Task details -
Lay out everything from the entry containing "of the veined" down to the entry containing "x=672, y=660", both included, as a Markdown table with a Row column numbering the entries from 1 and an Entry column holding each one. Skip any blank lines.

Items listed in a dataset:
- - - - -

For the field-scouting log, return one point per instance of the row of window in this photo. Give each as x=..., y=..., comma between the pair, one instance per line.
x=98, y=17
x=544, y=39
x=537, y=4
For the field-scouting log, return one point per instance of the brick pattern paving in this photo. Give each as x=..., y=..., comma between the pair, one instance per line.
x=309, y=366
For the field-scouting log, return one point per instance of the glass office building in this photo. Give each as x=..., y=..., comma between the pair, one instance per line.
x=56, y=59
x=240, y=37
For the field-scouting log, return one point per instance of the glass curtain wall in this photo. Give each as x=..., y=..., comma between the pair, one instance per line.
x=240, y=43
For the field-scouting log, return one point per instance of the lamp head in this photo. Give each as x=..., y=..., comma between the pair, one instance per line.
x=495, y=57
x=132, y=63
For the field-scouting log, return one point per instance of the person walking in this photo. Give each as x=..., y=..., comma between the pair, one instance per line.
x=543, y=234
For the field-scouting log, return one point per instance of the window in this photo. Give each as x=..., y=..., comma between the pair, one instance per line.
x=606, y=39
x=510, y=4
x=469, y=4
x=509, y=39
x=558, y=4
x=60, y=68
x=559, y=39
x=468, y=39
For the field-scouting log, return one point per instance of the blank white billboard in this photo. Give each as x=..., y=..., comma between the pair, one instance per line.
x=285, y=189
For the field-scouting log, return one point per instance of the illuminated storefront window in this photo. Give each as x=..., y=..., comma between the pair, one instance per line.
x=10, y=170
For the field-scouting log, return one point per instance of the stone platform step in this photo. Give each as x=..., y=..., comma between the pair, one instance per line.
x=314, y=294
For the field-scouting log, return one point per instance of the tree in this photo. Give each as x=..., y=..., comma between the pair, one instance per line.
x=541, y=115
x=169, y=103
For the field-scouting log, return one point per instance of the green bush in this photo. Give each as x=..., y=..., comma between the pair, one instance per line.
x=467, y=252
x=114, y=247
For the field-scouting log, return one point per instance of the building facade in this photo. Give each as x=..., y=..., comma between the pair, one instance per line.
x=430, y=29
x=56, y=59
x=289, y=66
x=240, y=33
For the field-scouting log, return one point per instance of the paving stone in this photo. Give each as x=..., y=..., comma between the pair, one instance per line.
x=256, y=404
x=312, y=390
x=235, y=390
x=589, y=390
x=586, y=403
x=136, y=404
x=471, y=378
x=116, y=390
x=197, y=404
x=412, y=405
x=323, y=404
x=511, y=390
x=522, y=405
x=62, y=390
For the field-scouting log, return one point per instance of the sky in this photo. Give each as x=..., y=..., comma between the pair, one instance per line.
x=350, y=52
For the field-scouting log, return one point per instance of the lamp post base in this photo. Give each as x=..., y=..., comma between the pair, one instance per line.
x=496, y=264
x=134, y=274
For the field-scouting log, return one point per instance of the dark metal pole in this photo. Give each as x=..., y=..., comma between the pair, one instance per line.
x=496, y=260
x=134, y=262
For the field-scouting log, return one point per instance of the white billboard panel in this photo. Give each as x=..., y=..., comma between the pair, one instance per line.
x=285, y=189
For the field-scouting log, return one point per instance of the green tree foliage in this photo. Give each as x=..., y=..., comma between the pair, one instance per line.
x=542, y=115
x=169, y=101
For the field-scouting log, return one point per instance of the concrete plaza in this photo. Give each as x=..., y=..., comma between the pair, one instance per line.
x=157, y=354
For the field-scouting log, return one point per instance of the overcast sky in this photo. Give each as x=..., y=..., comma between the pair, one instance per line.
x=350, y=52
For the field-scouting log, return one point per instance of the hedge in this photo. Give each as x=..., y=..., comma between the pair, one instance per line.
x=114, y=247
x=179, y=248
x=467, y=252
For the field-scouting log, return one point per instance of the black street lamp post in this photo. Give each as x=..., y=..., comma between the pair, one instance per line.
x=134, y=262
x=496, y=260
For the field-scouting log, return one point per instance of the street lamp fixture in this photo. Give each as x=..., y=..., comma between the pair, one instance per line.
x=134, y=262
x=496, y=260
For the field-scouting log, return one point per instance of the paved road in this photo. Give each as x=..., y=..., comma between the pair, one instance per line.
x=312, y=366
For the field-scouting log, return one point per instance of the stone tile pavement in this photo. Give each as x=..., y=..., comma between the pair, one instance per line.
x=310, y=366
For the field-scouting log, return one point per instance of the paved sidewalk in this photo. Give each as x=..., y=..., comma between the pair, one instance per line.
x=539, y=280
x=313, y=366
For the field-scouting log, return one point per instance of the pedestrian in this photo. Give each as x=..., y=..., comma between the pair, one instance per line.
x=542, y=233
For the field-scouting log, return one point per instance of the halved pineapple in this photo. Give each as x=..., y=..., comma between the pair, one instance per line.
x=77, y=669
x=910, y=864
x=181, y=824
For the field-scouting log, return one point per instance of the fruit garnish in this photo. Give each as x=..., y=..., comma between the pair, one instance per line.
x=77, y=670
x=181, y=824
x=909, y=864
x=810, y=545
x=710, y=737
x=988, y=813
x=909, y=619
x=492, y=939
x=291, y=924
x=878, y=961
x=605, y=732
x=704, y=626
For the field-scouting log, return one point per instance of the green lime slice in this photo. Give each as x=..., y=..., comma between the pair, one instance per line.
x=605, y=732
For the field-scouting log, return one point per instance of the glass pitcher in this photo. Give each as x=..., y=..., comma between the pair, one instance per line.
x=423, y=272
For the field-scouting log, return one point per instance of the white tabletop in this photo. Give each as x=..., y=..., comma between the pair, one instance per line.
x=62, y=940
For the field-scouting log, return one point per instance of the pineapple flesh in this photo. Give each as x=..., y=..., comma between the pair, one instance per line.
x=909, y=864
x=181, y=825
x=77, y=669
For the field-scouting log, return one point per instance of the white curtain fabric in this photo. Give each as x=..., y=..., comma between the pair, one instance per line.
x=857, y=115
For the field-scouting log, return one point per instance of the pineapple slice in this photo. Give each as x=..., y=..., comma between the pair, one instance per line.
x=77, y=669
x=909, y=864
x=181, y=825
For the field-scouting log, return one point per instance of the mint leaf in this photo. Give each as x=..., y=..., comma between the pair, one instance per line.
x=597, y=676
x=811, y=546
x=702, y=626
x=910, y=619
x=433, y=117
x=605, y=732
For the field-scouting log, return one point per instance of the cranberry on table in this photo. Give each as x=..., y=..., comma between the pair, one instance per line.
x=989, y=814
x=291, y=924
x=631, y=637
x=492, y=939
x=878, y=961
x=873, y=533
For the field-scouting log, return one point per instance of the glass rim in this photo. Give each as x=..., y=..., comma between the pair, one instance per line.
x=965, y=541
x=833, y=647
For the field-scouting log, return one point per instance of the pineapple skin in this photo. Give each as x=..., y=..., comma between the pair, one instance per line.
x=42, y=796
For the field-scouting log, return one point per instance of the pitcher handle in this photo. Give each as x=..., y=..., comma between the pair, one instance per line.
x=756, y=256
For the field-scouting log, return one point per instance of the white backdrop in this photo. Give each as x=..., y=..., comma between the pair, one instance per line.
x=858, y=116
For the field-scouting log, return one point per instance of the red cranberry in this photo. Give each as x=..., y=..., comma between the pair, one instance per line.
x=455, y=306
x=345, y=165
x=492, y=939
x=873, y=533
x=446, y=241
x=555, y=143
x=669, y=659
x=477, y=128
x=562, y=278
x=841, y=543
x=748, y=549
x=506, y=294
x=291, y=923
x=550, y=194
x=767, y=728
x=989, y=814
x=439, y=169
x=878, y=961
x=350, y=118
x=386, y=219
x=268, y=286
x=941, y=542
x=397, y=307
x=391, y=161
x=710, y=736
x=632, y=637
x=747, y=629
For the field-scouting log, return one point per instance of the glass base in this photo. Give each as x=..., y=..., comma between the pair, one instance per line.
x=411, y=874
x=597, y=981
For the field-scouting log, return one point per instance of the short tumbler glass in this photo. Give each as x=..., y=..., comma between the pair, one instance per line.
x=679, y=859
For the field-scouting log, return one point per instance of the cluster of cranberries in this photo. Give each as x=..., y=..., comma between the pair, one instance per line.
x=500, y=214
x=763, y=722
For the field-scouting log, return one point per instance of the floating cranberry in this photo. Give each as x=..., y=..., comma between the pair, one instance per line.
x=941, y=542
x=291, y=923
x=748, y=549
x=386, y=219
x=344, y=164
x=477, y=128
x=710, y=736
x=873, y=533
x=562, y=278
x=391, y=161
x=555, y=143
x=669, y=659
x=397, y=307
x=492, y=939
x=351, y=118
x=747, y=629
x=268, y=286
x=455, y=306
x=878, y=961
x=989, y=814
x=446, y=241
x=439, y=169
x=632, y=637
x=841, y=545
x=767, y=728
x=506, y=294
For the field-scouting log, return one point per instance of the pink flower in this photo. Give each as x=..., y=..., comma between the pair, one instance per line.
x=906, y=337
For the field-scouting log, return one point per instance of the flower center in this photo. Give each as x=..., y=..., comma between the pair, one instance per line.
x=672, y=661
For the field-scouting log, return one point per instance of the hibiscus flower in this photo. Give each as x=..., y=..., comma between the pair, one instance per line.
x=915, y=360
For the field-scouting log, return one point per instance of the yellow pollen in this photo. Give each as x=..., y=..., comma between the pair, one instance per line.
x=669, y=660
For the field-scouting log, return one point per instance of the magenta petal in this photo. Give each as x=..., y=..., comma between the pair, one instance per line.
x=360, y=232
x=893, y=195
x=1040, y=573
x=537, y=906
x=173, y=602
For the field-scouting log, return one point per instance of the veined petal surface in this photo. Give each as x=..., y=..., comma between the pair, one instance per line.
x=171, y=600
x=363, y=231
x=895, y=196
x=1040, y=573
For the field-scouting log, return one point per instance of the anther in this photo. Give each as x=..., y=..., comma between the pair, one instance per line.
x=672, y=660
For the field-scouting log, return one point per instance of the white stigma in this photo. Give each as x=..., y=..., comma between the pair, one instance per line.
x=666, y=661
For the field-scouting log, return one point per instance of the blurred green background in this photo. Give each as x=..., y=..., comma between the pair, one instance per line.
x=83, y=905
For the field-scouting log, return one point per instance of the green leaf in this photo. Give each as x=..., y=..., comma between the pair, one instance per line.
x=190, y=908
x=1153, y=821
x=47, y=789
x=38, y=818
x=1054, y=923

- - - - -

Result of the exercise -
| Row | Entry |
|---|---|
| 1 | For the field-scouting log, return one point per instance of the veined petal surface in this photo. Give each as x=..., y=..., comma between the pair, one instance per line. |
| 2 | x=171, y=600 |
| 3 | x=363, y=231 |
| 4 | x=895, y=196 |
| 5 | x=1040, y=573 |
| 6 | For the field-scouting log, return one point per instance of the anther in this photo. Give each as x=..., y=..., comma between the pair, one instance per line. |
| 7 | x=672, y=660 |